### DATA SECTION
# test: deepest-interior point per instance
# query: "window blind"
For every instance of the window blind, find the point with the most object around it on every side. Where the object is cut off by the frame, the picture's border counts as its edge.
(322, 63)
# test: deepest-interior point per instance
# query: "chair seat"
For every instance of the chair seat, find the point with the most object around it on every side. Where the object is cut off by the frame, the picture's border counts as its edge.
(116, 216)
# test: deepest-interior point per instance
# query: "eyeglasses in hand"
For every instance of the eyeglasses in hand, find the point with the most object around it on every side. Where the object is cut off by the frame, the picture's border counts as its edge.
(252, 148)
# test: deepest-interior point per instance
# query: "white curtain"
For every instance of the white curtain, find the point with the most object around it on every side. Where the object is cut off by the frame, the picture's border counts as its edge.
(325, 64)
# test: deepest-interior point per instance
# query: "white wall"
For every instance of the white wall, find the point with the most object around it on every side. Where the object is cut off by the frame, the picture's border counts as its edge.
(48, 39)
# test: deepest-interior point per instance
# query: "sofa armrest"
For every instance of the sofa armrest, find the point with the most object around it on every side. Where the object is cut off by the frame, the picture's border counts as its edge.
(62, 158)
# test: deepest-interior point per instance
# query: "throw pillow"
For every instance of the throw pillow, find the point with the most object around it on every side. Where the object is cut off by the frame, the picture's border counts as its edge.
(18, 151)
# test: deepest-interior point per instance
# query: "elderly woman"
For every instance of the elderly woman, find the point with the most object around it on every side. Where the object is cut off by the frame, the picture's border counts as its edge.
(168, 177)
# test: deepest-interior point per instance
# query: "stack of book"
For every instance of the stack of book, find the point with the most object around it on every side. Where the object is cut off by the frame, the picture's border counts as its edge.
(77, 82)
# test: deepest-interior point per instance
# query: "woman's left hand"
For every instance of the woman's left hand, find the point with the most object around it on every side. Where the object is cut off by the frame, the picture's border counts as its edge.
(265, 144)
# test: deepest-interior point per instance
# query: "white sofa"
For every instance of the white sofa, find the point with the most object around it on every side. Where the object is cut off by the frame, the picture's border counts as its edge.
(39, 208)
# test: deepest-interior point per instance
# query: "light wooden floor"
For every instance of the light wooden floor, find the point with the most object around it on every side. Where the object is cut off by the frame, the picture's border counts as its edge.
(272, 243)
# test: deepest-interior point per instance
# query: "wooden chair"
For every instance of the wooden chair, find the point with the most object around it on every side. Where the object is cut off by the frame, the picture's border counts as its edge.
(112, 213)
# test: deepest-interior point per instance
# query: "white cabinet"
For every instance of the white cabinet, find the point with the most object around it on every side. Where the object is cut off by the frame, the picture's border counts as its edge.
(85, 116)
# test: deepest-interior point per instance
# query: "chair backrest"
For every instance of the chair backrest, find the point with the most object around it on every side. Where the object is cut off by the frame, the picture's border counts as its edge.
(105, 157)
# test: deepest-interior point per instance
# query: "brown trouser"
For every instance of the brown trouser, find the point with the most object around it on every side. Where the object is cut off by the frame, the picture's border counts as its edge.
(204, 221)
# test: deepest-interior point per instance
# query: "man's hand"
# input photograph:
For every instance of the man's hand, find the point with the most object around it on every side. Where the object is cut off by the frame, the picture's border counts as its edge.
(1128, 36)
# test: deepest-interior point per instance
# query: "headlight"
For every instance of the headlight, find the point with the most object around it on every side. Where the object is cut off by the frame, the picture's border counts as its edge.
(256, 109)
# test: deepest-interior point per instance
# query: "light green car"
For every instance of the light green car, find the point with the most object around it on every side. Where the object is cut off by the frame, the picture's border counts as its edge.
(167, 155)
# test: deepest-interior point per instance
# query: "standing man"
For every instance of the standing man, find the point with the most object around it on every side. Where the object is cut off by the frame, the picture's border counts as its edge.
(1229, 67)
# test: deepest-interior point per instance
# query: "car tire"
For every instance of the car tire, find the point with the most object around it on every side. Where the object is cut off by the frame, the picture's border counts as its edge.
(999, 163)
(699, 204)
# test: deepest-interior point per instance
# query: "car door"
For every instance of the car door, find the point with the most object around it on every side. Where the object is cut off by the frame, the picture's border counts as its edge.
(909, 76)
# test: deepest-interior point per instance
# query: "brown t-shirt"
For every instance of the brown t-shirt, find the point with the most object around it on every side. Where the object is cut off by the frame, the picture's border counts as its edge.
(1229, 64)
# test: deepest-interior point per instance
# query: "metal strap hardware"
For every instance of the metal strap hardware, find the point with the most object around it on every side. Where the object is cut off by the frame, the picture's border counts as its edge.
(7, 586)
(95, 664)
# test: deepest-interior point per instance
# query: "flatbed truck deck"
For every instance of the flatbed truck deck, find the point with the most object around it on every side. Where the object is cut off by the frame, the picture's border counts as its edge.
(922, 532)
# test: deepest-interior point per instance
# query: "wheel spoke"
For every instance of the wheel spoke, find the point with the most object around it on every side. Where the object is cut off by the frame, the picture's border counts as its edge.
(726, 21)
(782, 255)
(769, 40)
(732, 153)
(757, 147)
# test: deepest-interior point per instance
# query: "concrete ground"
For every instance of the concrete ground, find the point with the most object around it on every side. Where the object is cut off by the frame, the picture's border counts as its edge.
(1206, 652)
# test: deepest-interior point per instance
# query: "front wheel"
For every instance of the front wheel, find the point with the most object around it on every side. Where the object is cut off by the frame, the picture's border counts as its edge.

### DO THIS
Give the material above again, word for word.

### SOLUTION FOR THIS TASK
# test: deepest-interior point per instance
# query: "window blind"
For every instance of the window blind, find the point with the most object around it on every side. Where the object is cut off by the frame, the picture's border counts as its edge.
(322, 63)
# test: deepest-interior point per instance
# query: "chair seat"
For every instance of the chair seat, find the point with the most object around it on every side. Where the object is cut off by the frame, the picture's border counts as its edge.
(116, 216)
# test: deepest-interior point per instance
# query: "eyeglasses in hand"
For every instance of the eyeglasses in hand, find the point with the most object around it on every side. Where the object is cut off by the frame, the picture's border counts as its edge.
(252, 148)
# test: deepest-interior point per instance
# query: "white curtain"
For every instance of the white curtain, find the point with the most object around it on every side. Where the object is cut off by the frame, the picture's border counts as its edge.
(325, 64)
# test: deepest-interior point per instance
# query: "white wall"
For every instance of the white wall, find the point with the most object around it on every side. Where the object is cut off by the frame, the picture's border counts as its edge.
(48, 39)
# test: deepest-interior point per instance
# query: "sofa armrest"
For every instance of the sofa armrest, find the point with the most object around it on every side. Where the object is cut off by the frame, the picture's border counts as its edge.
(62, 158)
# test: deepest-interior point per instance
# query: "throw pillow"
For every instance of the throw pillow, find the point with the most object around it on every side. Where the object is cut off by the frame, the picture's border counts as its edge.
(18, 151)
# test: deepest-interior point per instance
# query: "elderly woman"
For every instance of the elderly woman, find the point with the most object around it on every side. Where the object is cut off by the frame, the picture's border counts as its edge.
(168, 177)
# test: deepest-interior point per instance
# query: "stack of book"
For every instance of the stack of book, find the point with the most object around it on every side. Where the object is cut off by the frame, the picture's border counts as its edge.
(77, 82)
# test: deepest-interior point per instance
# query: "woman's left hand"
For every instance of the woman's left hand, find the point with the most object around it on every side. Where the object is cut off by the frame, the picture's border counts as its edge.
(265, 144)
# test: deepest-interior point per instance
# query: "white sofa"
For every instance of the white sofa, find the point with the most object around it on every side. Where the object is cut off by the frame, the picture's border counts as its edge.
(39, 208)
# test: deepest-interior point per instance
# query: "light wooden floor"
For every instance of the light wooden floor, find the point with the most object around it on every side. Where the object is cut off by the frame, the picture's border counts as its edge.
(272, 243)
# test: deepest-interior point per instance
# query: "wooden chair"
For every instance of the wooden chair, find the point with the most object around it on every side. Where the object is cut off by the frame, the picture's border counts as its edge.
(112, 213)
# test: deepest-interior point per instance
# query: "white cabinet"
For every instance of the white cabinet, find the point with the most object around it on every side. Where the object is cut off by the frame, the picture's border counts as its edge.
(85, 116)
# test: deepest-interior point per instance
# query: "chair backrest"
For every instance of the chair backrest, find the point with the most object around it on every side. Where the object is cut off by the frame, the picture's border counts as its edge.
(105, 157)
# test: deepest-interior point per instance
# query: "brown trouser"
For every instance of the brown trouser, find the point with the most object around it on every side. Where the object is cut off by the frame, the picture's border counts as its edge.
(204, 221)
# test: deepest-interior point per instance
# query: "man's hand"
# input photograph:
For every instance of the man's hand, find the point with the most object around it on every side. Where the object is cut off by the frame, the picture's border counts as its edge.
(1128, 36)
# test: deepest-interior point per instance
# query: "headlight"
For every instance of the headlight, find the point with the most object around it on every side. Where the object is cut off by the frame, the picture's border counts as its edge.
(256, 109)
# test: deepest-interior point per instance
# query: "light green car"
For every instance of the light green car, find the point with the most object around it on every side. Where the object is cut off by the frame, the picture's border counts as its edge.
(167, 155)
# test: deepest-interior point per instance
# query: "standing man"
For every instance of the standing man, find the point with the most object around it on every side. Where the object is cut off by the frame, the picture's border counts as its edge.
(1229, 67)
# test: deepest-interior point per instance
# query: "car tire"
For every instance of the car tire, find the point with the most object around it on every side. Where the object is cut off by the frame, the picture's border counts as its edge.
(999, 163)
(699, 204)
# test: deepest-interior point per instance
# query: "car door"
For every instance of the car door, find the point with the most object around it on every side. Where the object is cut off by the frame, the picture's border counts as its edge.
(909, 76)
# test: deepest-interior point per instance
# query: "brown t-shirt"
For every instance of the brown t-shirt, find the point with the most object around it on every side. Where the object is cut off by the frame, the picture's border counts as its edge.
(1229, 64)
# test: deepest-interior point per instance
# query: "metal strap hardware"
For every instance of the metal strap hardware, find the point with the most object around it on every side. Where the object is cut off by the frame, the picture's border counts as its edge.
(7, 586)
(95, 664)
# test: deepest-interior point per instance
# query: "flatbed truck deck"
For every instance of the flatbed truck deck, find the point with the most object around it on every side. Where the object is cut off by the frame, the picture's border counts as its edge.
(922, 532)
# test: deepest-interior point per instance
# query: "wheel spoke"
For every instance of the wheel spoke, find the point with the most object around it on every side. Where the object is cut off by the frame, the picture's border counts as its edge.
(726, 21)
(782, 255)
(769, 40)
(732, 153)
(757, 147)
# test: deepest-interior point per instance
# query: "concrete ground"
For every instance of the concrete ground, find the point with the most object around it on every side. Where the object is cut off by the frame, the picture's border counts as its edge.
(1206, 652)
# test: deepest-interior point per instance
# query: "front wheel"
For every instance of the front wheel, find the point with the most object around it on every side. Where the object is cut off by the frame, the picture's border counts as its edge.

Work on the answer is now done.